**DOCUMENT PASSAGE:**
^^^^

Tyson likes MMA too from what I understand.


----------



## Couchwarrior (Jul 13, 2007)

So Hopkins gets a boner from watching MMA. Whatever rocks his boat, there are many fetishes that seem strange to others. Doesn't mean they're wrong.


----------



## Grizzly909 (Jul 20, 2009)

Wasnt he supporting couture a while back?, now he makes a 180 and badmouths mma. Claiming he's from the hood and all. He took it up the ass in prison. Dont lie b-hop


----------



## vandalian (Oct 14, 2006)

I don't put stock into what guys like Hopkins say, anyway. It's all a pathetic attempt at showmanship.

Remember how Floyd dissed MMA, then apologized and admitted he was just hyping a fight, then dissed MMA again?

I also blame the reporters, who seem to have to memory when it comes to this stuff, and the clueless editors and producers telling them, "Make sure you ask him what he thinks about UFC!" because they're hoping for some controversy.


----------



## CornbreadBB (Jul 31, 2008)

Cornbread thinks Bernard Hopkins is a douche that takes it up the butt, not a vag impaler.


----------



## shatterproof (Jul 16, 2008)

look i can say something crazy too... but it doesn't make it so. Watch:

Bernard Hopkins is still relevant to the LHW category.

See? total bullshit.


----------



## Mc19 (Jul 6, 2006)

Dont believe all boxers hate MMA. I train at a primarily boxing gym and MMA is still really well respected. Its just the few that give boxers a bad reputation.


----------



## FredFish1 (Apr 22, 2007)

You guys are calling him biased? I agree with him, who wants to watch 2 sweaty dudes play with each other for 15 minutes. Perhaps its all you morons on your MMA FORUM who are biased. Tools.

^^^^

**PROBLEMS TO WORK ON:**
[A] In the forum thread, swap "180" for "U-turn" and write out the passage between "## Grizzly909 (Jul" and "(Oct 14, 2006)", inclusive.
[B] Answer these questions from the forum thread:
(i) What kind of gym does Mc19 say they train at?
(ii) Which boxer does vandalian say dissed MMA, apologized, and then dissed it again?
(iii) For how many minutes does FredFish1 say the two fighters go?
[C] Go on with the forum thread about Bernard Hopkins and MMA, writing the next post after the last one shown.

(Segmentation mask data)
^^^^

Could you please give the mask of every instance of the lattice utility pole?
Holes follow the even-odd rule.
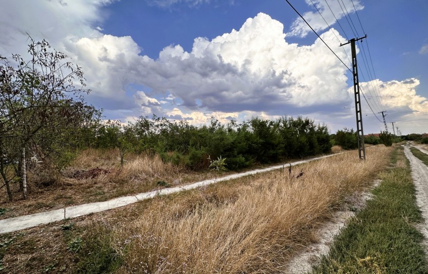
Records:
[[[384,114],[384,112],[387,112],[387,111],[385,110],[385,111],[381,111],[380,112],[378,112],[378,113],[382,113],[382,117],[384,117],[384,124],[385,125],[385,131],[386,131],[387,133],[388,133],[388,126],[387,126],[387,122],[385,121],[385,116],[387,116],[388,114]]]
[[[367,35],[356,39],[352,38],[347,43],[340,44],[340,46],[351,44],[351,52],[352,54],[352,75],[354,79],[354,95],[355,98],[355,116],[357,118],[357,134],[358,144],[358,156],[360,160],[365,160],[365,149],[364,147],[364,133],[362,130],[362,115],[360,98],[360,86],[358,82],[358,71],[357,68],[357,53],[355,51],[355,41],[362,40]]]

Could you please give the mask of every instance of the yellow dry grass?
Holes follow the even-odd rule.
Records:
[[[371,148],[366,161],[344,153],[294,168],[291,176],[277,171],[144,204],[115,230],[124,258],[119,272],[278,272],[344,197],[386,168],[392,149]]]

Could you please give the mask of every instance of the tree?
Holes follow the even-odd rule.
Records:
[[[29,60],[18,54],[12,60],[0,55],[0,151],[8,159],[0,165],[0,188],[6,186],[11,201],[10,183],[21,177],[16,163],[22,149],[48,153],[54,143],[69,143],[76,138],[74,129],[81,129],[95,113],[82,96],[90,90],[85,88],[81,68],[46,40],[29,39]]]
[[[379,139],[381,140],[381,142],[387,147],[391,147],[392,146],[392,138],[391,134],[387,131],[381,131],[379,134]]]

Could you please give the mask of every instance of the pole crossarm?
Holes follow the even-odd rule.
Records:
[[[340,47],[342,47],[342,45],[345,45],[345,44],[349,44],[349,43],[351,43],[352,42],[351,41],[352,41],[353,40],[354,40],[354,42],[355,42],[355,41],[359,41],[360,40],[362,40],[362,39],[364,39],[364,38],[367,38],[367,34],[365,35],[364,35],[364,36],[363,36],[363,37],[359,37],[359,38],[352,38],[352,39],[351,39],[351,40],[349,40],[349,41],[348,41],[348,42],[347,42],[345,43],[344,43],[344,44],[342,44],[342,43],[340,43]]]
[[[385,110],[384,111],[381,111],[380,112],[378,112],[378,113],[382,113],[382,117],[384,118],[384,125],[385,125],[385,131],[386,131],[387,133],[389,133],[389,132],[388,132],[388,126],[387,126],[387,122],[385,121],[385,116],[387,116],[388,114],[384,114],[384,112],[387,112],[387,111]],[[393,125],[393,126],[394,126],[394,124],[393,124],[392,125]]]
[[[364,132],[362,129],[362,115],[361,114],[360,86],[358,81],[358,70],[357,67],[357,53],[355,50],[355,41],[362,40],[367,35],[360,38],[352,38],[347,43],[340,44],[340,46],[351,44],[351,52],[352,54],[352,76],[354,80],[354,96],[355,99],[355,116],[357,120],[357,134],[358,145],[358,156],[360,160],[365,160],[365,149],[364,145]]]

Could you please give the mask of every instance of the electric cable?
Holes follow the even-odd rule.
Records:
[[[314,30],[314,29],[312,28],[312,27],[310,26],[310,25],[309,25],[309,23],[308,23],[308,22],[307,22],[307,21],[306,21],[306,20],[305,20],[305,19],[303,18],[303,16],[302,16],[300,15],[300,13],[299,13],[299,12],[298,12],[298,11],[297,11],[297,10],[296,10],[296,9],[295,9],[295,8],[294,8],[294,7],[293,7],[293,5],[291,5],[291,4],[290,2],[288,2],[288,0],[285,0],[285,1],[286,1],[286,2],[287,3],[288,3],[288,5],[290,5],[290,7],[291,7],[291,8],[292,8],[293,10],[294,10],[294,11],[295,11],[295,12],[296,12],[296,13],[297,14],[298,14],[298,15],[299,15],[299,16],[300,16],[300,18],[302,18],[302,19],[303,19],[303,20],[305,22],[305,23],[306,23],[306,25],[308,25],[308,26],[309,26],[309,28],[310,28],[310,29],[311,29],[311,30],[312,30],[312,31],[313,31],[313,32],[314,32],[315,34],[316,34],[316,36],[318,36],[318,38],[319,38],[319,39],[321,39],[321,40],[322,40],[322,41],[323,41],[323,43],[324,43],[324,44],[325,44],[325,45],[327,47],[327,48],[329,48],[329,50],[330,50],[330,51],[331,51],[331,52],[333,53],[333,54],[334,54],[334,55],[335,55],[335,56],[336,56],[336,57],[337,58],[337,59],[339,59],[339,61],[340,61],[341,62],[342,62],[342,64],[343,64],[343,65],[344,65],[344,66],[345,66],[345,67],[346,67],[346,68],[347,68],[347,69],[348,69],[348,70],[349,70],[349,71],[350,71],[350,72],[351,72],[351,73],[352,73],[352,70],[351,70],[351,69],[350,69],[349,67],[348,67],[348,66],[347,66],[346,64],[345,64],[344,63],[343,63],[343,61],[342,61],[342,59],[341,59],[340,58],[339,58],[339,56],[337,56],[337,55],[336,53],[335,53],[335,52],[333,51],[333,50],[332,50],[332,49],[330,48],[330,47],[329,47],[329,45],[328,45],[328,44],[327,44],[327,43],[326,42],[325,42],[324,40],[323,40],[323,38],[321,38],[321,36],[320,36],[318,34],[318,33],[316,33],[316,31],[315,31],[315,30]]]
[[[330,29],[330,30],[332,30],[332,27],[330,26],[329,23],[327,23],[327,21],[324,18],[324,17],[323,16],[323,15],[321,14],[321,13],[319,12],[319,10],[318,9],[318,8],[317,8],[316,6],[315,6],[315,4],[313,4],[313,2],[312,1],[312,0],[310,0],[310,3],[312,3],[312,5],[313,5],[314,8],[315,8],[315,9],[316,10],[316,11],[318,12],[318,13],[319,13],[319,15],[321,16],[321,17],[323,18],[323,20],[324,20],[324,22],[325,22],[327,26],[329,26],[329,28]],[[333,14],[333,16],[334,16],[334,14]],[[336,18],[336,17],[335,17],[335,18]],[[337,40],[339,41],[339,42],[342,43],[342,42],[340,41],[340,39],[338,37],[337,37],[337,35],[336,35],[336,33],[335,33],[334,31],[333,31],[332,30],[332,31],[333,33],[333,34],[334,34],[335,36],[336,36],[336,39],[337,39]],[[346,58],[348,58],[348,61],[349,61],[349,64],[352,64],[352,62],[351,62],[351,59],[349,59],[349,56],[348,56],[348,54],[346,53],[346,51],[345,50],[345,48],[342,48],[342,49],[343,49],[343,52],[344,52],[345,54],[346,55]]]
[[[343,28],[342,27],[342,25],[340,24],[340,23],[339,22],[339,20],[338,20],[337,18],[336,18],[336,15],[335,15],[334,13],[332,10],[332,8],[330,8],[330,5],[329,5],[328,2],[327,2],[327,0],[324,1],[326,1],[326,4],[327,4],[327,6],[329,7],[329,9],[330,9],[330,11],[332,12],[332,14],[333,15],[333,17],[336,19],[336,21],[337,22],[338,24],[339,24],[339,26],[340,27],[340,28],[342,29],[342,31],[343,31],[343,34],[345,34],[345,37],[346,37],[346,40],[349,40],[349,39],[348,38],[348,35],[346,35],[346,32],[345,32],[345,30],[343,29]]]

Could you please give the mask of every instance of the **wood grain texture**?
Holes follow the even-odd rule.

^^^^

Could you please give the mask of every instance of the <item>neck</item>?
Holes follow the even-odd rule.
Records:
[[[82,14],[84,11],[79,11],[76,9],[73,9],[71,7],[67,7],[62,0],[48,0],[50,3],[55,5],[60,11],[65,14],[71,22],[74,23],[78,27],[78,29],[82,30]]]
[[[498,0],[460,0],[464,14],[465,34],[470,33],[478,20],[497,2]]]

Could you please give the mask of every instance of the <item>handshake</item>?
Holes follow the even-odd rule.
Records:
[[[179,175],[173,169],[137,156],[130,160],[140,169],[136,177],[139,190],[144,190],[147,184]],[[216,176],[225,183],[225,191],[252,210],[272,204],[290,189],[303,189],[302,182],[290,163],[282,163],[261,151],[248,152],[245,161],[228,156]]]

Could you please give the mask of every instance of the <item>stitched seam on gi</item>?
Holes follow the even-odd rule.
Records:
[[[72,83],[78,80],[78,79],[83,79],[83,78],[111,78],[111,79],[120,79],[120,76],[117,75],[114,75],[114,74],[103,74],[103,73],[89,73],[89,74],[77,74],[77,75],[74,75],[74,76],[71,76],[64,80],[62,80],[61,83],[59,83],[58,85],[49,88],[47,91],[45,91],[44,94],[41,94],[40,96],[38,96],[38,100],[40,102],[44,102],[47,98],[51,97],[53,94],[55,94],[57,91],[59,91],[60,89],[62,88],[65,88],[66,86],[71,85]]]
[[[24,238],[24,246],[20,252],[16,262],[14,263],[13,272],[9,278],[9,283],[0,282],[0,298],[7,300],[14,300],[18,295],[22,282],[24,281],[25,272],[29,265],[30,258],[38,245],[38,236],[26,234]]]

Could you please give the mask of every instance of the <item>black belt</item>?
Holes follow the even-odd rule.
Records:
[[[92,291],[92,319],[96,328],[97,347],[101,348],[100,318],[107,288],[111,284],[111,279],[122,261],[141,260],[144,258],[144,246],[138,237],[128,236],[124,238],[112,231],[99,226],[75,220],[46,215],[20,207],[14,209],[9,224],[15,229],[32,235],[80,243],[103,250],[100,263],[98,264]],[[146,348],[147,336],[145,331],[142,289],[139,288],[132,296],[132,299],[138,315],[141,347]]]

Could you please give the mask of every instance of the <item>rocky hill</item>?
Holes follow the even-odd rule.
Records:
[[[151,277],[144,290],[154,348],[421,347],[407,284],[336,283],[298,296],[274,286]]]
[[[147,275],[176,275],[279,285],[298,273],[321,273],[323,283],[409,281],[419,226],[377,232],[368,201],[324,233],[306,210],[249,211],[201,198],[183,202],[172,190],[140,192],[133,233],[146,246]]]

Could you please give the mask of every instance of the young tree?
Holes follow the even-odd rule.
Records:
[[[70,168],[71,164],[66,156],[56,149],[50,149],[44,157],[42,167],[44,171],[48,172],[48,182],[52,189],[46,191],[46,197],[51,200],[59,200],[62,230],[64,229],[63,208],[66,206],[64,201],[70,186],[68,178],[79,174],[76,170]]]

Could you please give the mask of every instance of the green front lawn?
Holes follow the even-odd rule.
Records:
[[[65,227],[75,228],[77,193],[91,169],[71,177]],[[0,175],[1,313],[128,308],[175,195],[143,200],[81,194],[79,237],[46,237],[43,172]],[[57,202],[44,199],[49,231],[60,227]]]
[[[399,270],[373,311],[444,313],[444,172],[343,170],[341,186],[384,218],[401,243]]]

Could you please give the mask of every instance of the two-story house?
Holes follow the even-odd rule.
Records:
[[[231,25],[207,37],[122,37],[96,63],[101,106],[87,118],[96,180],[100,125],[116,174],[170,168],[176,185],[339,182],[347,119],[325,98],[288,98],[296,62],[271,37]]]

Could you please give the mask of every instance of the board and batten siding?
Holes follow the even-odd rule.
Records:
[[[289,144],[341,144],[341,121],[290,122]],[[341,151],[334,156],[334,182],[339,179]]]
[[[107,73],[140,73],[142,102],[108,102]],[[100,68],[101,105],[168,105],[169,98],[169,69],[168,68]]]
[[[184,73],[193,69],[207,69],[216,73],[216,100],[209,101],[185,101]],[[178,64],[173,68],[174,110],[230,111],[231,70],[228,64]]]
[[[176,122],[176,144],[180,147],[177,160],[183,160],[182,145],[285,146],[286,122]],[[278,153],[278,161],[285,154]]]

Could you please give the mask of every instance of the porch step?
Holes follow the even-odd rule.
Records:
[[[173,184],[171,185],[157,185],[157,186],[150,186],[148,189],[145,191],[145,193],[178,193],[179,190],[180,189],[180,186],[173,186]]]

^^^^

**OUTPUTS FOR THE TASKS:**
[A]
## Grizzly909 (Jul 20, 2009)

Wasnt he supporting couture a while back?, now he makes a U-turn and badmouths mma. Claiming he's from the hood and all. He took it up the ass in prison. Dont lie b-hop


----------



## vandalian (Oct 14, 2006)

[B]
(i) A primarily boxing gym
(ii) Floyd
(iii) 15 minutes

[C]
----------



## The Immortal CJ (Sep 7, 2009)

It's not like he is being biased here, no not at all...


----------



## vandalian (Oct 14, 2006)

CharlieZ said:


> hopkins would smash any MMA fighter except fedor


Are we talking MMA here, or boxing?


----------



## CornbreadBB (Jul 31, 2008)

vandalian said:


> Are we talking MMA here, or boxing?


Doesn't matter, the Z said it, it has to be true.


----------



## coldcall420 (Aug 2, 2007)

vandalian said:


> Are we talking MMA here, or boxing?


 
Dont waste your time, we just keep him cuz the video's are entertaining.....:thumbsup:


----------



## capjo (Jun 7, 2009)

I think Bernie is just having flashback memories to his prison days. A time he would soon just forget 

...but seriously, it looks like he is just playing along in the war of words with the whole mma vs boxing thing that's been going on.


----------



## Chileandude (Jan 17, 2008)

all due respect, i don't think Hopkins has ever seen Gay Porn...it looks nothing like MMA.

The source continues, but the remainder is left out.